Coordinate annotation entries
------------------------------------------------------------

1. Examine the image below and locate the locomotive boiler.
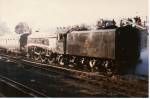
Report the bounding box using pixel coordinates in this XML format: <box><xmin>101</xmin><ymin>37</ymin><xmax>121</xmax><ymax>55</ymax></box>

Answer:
<box><xmin>0</xmin><ymin>22</ymin><xmax>141</xmax><ymax>73</ymax></box>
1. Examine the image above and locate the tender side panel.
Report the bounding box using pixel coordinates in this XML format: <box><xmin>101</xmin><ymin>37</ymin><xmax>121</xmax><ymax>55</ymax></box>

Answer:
<box><xmin>116</xmin><ymin>26</ymin><xmax>141</xmax><ymax>63</ymax></box>
<box><xmin>67</xmin><ymin>29</ymin><xmax>115</xmax><ymax>59</ymax></box>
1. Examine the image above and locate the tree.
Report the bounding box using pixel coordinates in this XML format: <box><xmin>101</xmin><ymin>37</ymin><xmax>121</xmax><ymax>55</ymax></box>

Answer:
<box><xmin>15</xmin><ymin>22</ymin><xmax>31</xmax><ymax>34</ymax></box>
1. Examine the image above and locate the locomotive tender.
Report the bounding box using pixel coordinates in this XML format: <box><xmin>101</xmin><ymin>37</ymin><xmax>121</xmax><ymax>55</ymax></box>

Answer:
<box><xmin>0</xmin><ymin>21</ymin><xmax>140</xmax><ymax>72</ymax></box>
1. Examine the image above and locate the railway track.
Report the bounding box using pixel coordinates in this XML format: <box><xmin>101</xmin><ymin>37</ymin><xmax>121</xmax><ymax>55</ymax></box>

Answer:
<box><xmin>0</xmin><ymin>75</ymin><xmax>46</xmax><ymax>97</ymax></box>
<box><xmin>0</xmin><ymin>53</ymin><xmax>148</xmax><ymax>97</ymax></box>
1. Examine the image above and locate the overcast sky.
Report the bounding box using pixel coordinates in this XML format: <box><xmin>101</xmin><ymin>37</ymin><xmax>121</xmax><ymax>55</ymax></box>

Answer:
<box><xmin>0</xmin><ymin>0</ymin><xmax>148</xmax><ymax>30</ymax></box>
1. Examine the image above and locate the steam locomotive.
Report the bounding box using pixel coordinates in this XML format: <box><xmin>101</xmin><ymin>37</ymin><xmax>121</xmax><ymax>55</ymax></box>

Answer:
<box><xmin>0</xmin><ymin>20</ymin><xmax>140</xmax><ymax>72</ymax></box>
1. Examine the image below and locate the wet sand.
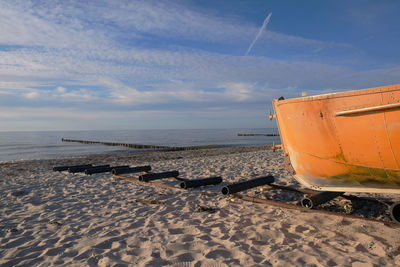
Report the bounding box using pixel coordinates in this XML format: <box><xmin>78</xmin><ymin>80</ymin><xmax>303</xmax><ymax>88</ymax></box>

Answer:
<box><xmin>0</xmin><ymin>147</ymin><xmax>400</xmax><ymax>266</ymax></box>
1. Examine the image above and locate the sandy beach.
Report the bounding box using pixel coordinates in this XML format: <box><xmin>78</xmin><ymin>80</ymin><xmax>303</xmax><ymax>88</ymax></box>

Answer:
<box><xmin>0</xmin><ymin>147</ymin><xmax>400</xmax><ymax>266</ymax></box>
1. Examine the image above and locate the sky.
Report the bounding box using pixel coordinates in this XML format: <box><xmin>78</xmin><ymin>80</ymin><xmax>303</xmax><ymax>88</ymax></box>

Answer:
<box><xmin>0</xmin><ymin>0</ymin><xmax>400</xmax><ymax>131</ymax></box>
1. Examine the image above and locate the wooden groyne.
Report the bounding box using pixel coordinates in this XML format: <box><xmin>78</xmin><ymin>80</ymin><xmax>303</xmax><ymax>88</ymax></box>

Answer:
<box><xmin>238</xmin><ymin>133</ymin><xmax>279</xmax><ymax>136</ymax></box>
<box><xmin>61</xmin><ymin>138</ymin><xmax>223</xmax><ymax>151</ymax></box>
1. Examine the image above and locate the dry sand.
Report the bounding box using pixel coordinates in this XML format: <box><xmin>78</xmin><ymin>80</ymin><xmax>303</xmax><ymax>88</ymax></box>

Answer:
<box><xmin>0</xmin><ymin>147</ymin><xmax>400</xmax><ymax>266</ymax></box>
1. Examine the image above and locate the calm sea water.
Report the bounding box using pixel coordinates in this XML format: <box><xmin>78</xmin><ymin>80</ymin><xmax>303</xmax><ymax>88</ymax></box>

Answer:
<box><xmin>0</xmin><ymin>128</ymin><xmax>280</xmax><ymax>162</ymax></box>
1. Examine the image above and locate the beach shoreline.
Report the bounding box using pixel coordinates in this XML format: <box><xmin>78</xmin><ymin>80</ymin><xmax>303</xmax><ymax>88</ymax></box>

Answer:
<box><xmin>0</xmin><ymin>146</ymin><xmax>400</xmax><ymax>266</ymax></box>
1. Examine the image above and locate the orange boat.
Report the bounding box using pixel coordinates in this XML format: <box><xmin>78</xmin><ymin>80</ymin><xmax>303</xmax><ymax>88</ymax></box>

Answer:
<box><xmin>272</xmin><ymin>84</ymin><xmax>400</xmax><ymax>193</ymax></box>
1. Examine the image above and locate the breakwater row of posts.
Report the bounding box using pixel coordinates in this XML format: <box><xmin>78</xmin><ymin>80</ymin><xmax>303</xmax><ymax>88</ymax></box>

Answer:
<box><xmin>61</xmin><ymin>138</ymin><xmax>224</xmax><ymax>151</ymax></box>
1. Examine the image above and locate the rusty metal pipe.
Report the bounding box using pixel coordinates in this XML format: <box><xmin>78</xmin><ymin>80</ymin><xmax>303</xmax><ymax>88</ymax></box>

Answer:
<box><xmin>221</xmin><ymin>175</ymin><xmax>275</xmax><ymax>195</ymax></box>
<box><xmin>85</xmin><ymin>165</ymin><xmax>129</xmax><ymax>175</ymax></box>
<box><xmin>139</xmin><ymin>171</ymin><xmax>179</xmax><ymax>182</ymax></box>
<box><xmin>68</xmin><ymin>164</ymin><xmax>104</xmax><ymax>173</ymax></box>
<box><xmin>53</xmin><ymin>164</ymin><xmax>92</xmax><ymax>172</ymax></box>
<box><xmin>111</xmin><ymin>166</ymin><xmax>151</xmax><ymax>175</ymax></box>
<box><xmin>180</xmin><ymin>176</ymin><xmax>222</xmax><ymax>189</ymax></box>
<box><xmin>301</xmin><ymin>191</ymin><xmax>343</xmax><ymax>209</ymax></box>
<box><xmin>390</xmin><ymin>201</ymin><xmax>400</xmax><ymax>223</ymax></box>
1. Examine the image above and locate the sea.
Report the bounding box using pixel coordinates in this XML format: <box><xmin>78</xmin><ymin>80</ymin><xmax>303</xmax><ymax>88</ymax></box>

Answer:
<box><xmin>0</xmin><ymin>128</ymin><xmax>280</xmax><ymax>162</ymax></box>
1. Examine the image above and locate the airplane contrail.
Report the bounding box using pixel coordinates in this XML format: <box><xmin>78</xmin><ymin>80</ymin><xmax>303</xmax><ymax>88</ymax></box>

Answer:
<box><xmin>244</xmin><ymin>12</ymin><xmax>272</xmax><ymax>56</ymax></box>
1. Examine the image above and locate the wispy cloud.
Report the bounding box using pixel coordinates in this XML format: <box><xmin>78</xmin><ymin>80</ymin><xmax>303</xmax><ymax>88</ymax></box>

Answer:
<box><xmin>0</xmin><ymin>0</ymin><xmax>400</xmax><ymax>130</ymax></box>
<box><xmin>244</xmin><ymin>13</ymin><xmax>272</xmax><ymax>56</ymax></box>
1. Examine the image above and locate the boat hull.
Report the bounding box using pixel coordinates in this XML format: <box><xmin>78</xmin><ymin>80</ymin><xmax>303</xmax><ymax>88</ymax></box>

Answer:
<box><xmin>273</xmin><ymin>85</ymin><xmax>400</xmax><ymax>193</ymax></box>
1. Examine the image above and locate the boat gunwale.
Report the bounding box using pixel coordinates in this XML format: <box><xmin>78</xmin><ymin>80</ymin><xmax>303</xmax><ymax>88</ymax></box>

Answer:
<box><xmin>273</xmin><ymin>84</ymin><xmax>400</xmax><ymax>106</ymax></box>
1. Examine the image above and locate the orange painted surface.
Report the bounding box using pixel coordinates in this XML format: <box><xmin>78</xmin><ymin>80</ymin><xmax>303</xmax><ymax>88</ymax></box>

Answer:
<box><xmin>273</xmin><ymin>84</ymin><xmax>400</xmax><ymax>193</ymax></box>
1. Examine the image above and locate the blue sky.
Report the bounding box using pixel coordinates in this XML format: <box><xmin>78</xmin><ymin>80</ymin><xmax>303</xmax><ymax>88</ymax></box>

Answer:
<box><xmin>0</xmin><ymin>0</ymin><xmax>400</xmax><ymax>131</ymax></box>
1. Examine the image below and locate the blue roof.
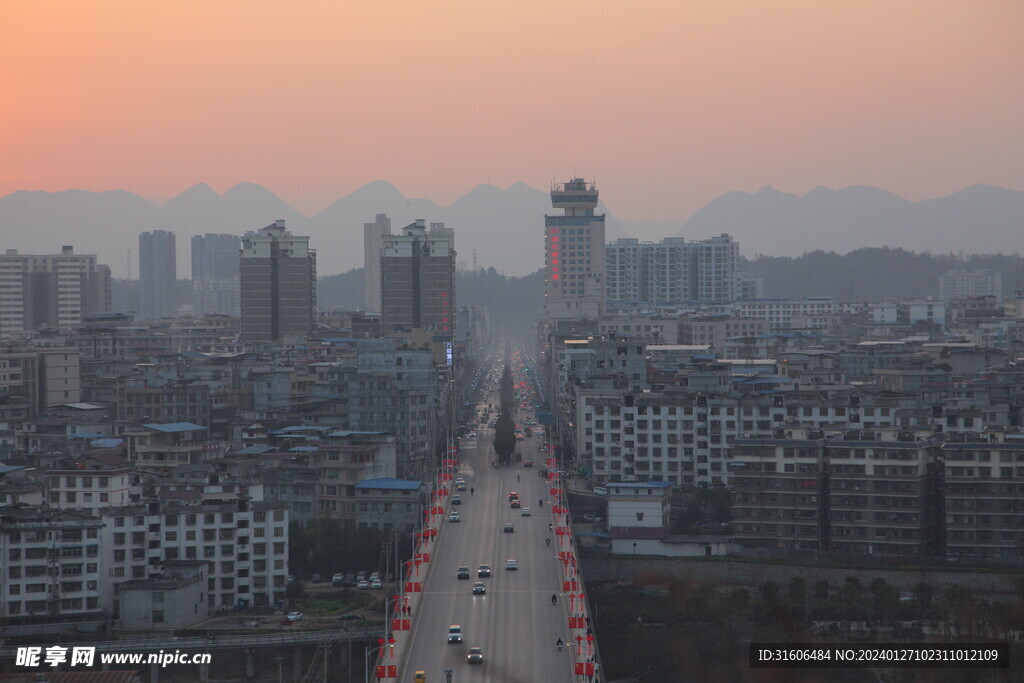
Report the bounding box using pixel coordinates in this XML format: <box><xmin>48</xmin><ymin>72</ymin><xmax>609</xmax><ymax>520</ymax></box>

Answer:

------------------------------------------------------------

## SET PROBLEM
The lines to be extracted begin at the line containing "1. Examine the image above and locate the airplane" and continue through the final line of the material above, both ends included. Reproduce them exactly, without the pictures.

## TASK ANSWER
1. Examine the image above and locate the airplane contrail.
Report the bounding box using pixel coordinates in this XML format: <box><xmin>78</xmin><ymin>80</ymin><xmax>303</xmax><ymax>88</ymax></box>

Answer:
<box><xmin>244</xmin><ymin>12</ymin><xmax>272</xmax><ymax>56</ymax></box>
1. Examine the image above and locate the wispy cloud.
Report the bounding box using pixel coordinates in this XML format: <box><xmin>78</xmin><ymin>80</ymin><xmax>303</xmax><ymax>88</ymax></box>

Answer:
<box><xmin>0</xmin><ymin>0</ymin><xmax>400</xmax><ymax>130</ymax></box>
<box><xmin>244</xmin><ymin>13</ymin><xmax>272</xmax><ymax>56</ymax></box>
1. Examine the image above and locate the boat hull.
Report the bounding box using pixel coordinates in this XML format: <box><xmin>78</xmin><ymin>80</ymin><xmax>303</xmax><ymax>88</ymax></box>

Answer:
<box><xmin>273</xmin><ymin>85</ymin><xmax>400</xmax><ymax>193</ymax></box>
1. Examine the image above and locate the boat gunwale.
Report the bounding box using pixel coordinates in this XML format: <box><xmin>78</xmin><ymin>80</ymin><xmax>303</xmax><ymax>88</ymax></box>

Answer:
<box><xmin>273</xmin><ymin>84</ymin><xmax>400</xmax><ymax>106</ymax></box>
1. Examine the image above and locate the orange painted surface.
Report the bounding box using pixel coordinates in this XML format: <box><xmin>78</xmin><ymin>80</ymin><xmax>303</xmax><ymax>88</ymax></box>

Answer:
<box><xmin>273</xmin><ymin>84</ymin><xmax>400</xmax><ymax>193</ymax></box>
1. Examine the image above and locate the blue sky.
Report the bounding box using pixel coordinates in this XML format: <box><xmin>78</xmin><ymin>80</ymin><xmax>303</xmax><ymax>88</ymax></box>

Answer:
<box><xmin>0</xmin><ymin>0</ymin><xmax>400</xmax><ymax>131</ymax></box>
1. Examine the image below and locate the blue roof.
Report the bounding box using pixel coordinates in this XML format: <box><xmin>48</xmin><ymin>72</ymin><xmax>609</xmax><ymax>520</ymax></box>

Answer:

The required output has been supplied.